[[ Available records, beginning ]]

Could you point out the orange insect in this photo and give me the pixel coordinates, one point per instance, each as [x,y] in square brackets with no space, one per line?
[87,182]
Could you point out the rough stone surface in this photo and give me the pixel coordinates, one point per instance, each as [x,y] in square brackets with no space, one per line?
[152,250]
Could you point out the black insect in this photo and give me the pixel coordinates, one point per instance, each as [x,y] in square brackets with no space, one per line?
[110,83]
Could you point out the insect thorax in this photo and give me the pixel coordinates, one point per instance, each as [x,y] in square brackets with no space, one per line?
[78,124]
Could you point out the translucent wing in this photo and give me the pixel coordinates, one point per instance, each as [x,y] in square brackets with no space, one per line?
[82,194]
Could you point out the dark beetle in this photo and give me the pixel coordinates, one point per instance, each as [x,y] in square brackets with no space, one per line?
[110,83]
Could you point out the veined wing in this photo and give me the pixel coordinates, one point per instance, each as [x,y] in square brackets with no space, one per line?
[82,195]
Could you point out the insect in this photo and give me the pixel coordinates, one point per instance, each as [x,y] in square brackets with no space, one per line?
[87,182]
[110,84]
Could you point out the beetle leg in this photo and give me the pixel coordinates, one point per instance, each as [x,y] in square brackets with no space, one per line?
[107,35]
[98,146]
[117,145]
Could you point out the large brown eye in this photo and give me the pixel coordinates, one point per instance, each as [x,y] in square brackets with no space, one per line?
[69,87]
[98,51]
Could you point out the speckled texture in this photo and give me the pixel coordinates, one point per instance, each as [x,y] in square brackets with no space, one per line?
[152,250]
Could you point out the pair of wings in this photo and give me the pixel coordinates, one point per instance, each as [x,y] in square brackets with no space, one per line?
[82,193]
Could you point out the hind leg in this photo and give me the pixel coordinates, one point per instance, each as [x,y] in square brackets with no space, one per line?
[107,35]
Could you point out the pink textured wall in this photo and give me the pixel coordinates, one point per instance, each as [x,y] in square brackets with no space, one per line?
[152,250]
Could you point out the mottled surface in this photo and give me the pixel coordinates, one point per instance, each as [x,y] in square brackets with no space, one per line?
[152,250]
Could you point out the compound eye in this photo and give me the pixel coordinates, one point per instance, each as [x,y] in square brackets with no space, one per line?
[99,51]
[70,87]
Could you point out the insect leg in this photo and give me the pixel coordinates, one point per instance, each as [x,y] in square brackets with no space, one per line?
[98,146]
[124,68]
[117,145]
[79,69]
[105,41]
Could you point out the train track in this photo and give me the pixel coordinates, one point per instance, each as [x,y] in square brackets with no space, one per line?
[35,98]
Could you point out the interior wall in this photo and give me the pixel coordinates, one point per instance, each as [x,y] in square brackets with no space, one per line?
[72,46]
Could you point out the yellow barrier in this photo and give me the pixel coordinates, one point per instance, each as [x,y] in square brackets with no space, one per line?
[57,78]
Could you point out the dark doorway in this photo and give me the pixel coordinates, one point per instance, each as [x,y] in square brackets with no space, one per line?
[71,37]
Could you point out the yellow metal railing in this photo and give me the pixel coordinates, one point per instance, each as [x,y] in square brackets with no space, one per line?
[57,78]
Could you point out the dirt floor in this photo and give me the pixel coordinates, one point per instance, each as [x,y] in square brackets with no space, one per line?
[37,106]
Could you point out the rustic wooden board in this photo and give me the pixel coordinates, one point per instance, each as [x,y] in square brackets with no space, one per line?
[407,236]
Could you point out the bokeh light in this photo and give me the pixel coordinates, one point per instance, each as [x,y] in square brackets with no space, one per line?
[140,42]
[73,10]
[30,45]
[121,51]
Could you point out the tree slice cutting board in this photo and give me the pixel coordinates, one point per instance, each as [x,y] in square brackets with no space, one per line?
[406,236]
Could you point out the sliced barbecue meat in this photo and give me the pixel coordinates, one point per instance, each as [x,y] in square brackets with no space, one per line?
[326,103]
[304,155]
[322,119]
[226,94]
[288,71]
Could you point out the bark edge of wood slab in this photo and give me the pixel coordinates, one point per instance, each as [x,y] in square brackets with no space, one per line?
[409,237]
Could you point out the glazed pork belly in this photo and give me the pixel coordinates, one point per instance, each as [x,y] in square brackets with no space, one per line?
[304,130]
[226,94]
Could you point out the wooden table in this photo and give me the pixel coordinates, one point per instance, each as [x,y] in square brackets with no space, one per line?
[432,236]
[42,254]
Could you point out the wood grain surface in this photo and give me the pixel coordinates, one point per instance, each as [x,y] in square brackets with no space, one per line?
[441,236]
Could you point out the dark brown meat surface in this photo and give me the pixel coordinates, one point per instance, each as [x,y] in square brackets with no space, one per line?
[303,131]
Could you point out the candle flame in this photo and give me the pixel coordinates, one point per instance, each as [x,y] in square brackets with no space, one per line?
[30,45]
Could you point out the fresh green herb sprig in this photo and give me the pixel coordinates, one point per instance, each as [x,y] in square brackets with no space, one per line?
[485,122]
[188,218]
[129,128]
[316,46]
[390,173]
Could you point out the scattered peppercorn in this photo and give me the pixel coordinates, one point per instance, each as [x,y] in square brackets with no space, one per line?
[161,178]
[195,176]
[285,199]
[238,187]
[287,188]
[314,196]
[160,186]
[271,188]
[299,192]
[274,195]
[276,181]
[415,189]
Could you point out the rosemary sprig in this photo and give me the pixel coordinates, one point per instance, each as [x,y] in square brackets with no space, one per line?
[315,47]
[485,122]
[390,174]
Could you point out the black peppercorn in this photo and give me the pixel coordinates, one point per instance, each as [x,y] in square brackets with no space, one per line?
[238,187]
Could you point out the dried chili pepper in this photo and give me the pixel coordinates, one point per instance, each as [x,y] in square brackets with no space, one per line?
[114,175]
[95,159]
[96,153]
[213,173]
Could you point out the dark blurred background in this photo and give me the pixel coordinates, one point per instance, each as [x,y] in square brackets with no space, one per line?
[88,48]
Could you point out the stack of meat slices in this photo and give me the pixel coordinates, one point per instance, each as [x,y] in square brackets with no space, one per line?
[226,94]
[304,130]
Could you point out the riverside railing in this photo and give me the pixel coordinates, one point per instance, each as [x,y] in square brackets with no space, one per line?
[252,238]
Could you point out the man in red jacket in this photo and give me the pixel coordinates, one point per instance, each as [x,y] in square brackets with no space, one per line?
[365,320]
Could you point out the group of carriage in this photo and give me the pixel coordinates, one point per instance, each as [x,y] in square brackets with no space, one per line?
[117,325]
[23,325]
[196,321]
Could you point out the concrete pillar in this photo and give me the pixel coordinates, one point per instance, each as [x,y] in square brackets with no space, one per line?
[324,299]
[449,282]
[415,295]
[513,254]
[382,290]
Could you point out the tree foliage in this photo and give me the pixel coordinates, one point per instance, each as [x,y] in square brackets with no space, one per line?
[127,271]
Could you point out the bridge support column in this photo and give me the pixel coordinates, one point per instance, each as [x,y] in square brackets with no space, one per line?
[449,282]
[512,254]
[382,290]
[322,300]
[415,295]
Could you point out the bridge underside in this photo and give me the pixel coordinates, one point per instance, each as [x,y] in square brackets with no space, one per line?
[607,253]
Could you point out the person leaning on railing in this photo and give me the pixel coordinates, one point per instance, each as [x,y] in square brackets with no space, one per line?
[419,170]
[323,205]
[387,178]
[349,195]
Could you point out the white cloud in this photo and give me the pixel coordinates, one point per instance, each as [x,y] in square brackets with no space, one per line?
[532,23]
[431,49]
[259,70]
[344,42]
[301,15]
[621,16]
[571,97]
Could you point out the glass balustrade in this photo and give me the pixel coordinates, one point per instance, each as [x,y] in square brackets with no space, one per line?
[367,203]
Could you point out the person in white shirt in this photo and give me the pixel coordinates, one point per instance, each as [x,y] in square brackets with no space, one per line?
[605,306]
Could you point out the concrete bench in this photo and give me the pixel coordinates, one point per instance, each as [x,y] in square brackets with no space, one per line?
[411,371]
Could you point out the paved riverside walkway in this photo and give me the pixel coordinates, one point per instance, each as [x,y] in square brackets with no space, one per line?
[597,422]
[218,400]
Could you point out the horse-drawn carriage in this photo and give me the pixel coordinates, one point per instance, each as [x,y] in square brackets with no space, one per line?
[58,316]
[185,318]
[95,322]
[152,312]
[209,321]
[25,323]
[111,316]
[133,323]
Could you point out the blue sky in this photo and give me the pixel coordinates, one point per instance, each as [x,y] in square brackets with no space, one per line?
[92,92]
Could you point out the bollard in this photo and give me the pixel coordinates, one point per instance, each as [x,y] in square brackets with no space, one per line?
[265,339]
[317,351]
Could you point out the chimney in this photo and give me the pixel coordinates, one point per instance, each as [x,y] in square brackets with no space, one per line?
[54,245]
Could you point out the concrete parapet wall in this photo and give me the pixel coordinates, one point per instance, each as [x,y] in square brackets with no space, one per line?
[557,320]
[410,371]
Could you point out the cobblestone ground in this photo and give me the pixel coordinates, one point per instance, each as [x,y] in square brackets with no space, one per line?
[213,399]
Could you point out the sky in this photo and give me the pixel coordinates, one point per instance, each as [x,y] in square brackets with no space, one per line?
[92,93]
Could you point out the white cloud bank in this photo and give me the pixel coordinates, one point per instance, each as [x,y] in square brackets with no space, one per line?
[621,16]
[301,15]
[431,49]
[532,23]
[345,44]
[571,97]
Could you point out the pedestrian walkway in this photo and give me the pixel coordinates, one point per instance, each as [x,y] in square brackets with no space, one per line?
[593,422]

[[ Available records, end ]]

__Problem to work on__
At the line containing "Could you point out the concrete parapet", start transcribing exactly, and continue through the last line of the listing. Stop there and add nothing.

__Problem solution__
Could you point out the concrete parapet wall in this photo and give me the pixel coordinates, one point per instance, each as [x,y] in square brackets with no space, one per line?
[557,320]
[410,371]
Could you point out the cobblestone ground in this photo and give me the pixel coordinates, one point per instance, each as [x,y] in square brackets with no space, one per line?
[213,399]
Could you point out the sky in this photo and give me the pixel coordinates, one point per instance, each as [x,y] in square brackets with no space, one per line?
[92,93]
Could you point out the white cloud bank in this photo and give me the pixel coordinates, one point per instance, each as [x,y] in square brackets with no space, one per line?
[621,16]
[301,15]
[431,49]
[532,23]
[345,44]
[571,97]
Could you point out the pedestrian walkway in this photo and give me the pixel coordinates, one point per instance, each as [x,y] in square brackets with no space, one per line?
[593,422]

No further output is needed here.